» **Document excerpt**:
Enabling applications to inject consistent, rich experiences inside blocks
October 24th, 2022
Open up an application and start typing.
There’s a good chance that wherever you’re typing offers a world of possibilities beyond just plain text.
Inputs and dropdowns are summoned by hotkeys, ready to inject links to people, pages, places.
Formatting bars wait dutifully nearby, seen or unseen, ready to elevate your prose.
The text and the space around it can brighten your screen with a rainbow of colours.
We don’t often stop to think about how much magic underlies all this.
A single formatted paragraph can be made up of dozens of pieces, each with a constellation of metadata.
Any combination of fragments of those pieces can be selected, and transformations demanded.
As we type, keystrokes are intercepted, inputs rendered, databases searched, relationships created.
The average user is blissfully unaware of any of this complexity.
They only notice when something they are familiar with is missing, or doesn’t work as expected.
When the hotkeys painstakingly learned in one application do nothing, or — even worse — do something else. Ugh. Who decided that?
A good text editing experience makes you forget it’s there.
It makes you forget that the humble rectangle you are typing inside packs in more features, pixel for pixel, than anything else around it.
Text editing varies across applications: what features are available, and how the text is stored.
Block-based applications are no different. Think WordPress, Contentful, Notion.
At HASH, we’re helping develop a new open standard: the Block Protocol. Its goal is to allow any block to be used in any application, with zero configuration
It does this by standardizing how blocks and applications communicate, and what messages they exchange.
Because rich text editing is a core part of many modern web applications, we knew the Block Protocol had to support it.
We had to decide how blocks made by different people could provide a consistent text editing experience within an application, while allowing for variations in the experience across applications – without the block knowing anything about the application it’s being used in.
There are two parties to the Block Protocol – the block, and the application using it.
To display some formatted text on a web page, one of these parties has to take a representation of the text and render it.

[Lines of data]
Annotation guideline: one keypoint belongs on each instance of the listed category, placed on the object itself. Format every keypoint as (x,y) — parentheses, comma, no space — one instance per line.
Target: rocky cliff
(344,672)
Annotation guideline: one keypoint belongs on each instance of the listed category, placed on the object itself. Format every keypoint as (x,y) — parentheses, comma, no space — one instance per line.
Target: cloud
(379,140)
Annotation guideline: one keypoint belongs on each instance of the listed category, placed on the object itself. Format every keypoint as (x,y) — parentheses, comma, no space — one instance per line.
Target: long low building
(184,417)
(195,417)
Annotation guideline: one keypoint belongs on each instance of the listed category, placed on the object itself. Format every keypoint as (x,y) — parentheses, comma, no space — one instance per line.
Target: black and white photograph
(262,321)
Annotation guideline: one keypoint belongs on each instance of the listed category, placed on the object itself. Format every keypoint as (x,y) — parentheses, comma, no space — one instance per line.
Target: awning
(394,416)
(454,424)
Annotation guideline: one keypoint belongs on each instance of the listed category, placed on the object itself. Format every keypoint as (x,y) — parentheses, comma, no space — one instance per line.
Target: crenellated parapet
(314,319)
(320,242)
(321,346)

» **Jobs**:
1/ Translate into French this sentence from the Block Protocol post: "A good text editing experience makes you forget it’s there."
2/ Reproduce word for word the section of the Block Protocol post that begins at the words "Any combination of" and ends after the words "WordPress, Contentful, Notion.".

» **The solutions**:
1/ Une bonne expérience d'édition de texte vous fait oublier qu'elle est là.

2/
Any combination of fragments of those pieces can be selected, and transformations demanded.
As we type, keystrokes are intercepted, inputs rendered, databases searched, relationships created.
The average user is blissfully unaware of any of this complexity.
They only notice when something they are familiar with is missing, or doesn’t work as expected.
When the hotkeys painstakingly learned in one application do nothing, or — even worse — do something else. Ugh. Who decided that?
A good text editing experience makes you forget it’s there.
It makes you forget that the humble rectangle you are typing inside packs in more features, pixel for pixel, than anything else around it.
Text editing varies across applications: what features are available, and how the text is stored.
Block-based applications are no different. Think WordPress, Contentful, Notion.